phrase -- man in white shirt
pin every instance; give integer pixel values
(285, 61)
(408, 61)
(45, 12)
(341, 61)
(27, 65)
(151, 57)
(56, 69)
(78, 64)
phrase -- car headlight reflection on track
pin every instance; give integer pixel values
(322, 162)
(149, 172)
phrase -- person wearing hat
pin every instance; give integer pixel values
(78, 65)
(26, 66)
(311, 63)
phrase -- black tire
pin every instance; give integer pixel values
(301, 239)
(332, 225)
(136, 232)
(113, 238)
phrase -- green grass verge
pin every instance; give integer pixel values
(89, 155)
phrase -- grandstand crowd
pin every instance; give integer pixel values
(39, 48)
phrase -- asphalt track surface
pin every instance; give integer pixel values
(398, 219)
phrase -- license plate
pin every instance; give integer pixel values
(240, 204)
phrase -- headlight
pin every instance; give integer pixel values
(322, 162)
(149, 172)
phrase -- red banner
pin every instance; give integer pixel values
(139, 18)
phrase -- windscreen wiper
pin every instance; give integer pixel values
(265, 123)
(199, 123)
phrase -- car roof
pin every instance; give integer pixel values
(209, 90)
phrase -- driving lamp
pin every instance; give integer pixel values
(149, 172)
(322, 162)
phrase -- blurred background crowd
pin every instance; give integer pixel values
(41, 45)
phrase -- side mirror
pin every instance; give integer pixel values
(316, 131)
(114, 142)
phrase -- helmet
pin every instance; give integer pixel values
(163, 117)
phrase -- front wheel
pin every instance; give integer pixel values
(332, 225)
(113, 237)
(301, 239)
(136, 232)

⁂

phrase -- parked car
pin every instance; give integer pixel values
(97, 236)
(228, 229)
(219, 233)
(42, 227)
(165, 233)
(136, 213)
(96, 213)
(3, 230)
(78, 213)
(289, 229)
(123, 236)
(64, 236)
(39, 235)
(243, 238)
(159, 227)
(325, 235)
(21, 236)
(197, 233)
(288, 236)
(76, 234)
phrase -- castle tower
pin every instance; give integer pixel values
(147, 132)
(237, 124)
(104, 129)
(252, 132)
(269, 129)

⁂

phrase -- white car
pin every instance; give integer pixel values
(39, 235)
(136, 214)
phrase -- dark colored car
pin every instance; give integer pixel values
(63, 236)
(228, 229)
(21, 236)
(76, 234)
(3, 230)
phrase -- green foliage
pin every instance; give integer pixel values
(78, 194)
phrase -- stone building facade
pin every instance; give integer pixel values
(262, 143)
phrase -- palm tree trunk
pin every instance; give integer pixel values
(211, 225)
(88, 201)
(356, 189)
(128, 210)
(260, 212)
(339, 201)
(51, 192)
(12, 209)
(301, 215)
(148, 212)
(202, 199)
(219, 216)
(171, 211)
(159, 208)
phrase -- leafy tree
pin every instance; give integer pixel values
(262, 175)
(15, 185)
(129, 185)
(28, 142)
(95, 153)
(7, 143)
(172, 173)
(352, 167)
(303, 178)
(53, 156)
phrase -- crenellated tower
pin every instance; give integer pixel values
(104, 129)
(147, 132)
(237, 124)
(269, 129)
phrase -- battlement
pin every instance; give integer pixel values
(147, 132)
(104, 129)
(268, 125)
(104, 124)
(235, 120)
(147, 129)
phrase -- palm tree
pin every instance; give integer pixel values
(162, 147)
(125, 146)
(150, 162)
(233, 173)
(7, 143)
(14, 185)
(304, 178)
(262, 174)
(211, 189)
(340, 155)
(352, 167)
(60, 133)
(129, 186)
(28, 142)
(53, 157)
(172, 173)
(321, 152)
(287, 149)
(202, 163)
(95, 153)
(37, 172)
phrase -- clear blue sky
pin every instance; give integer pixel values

⁂

▸ What you are asked to do: Count the lines in the rows above that contain the word "white". Reply with the number alone.

▸ Answer below: 2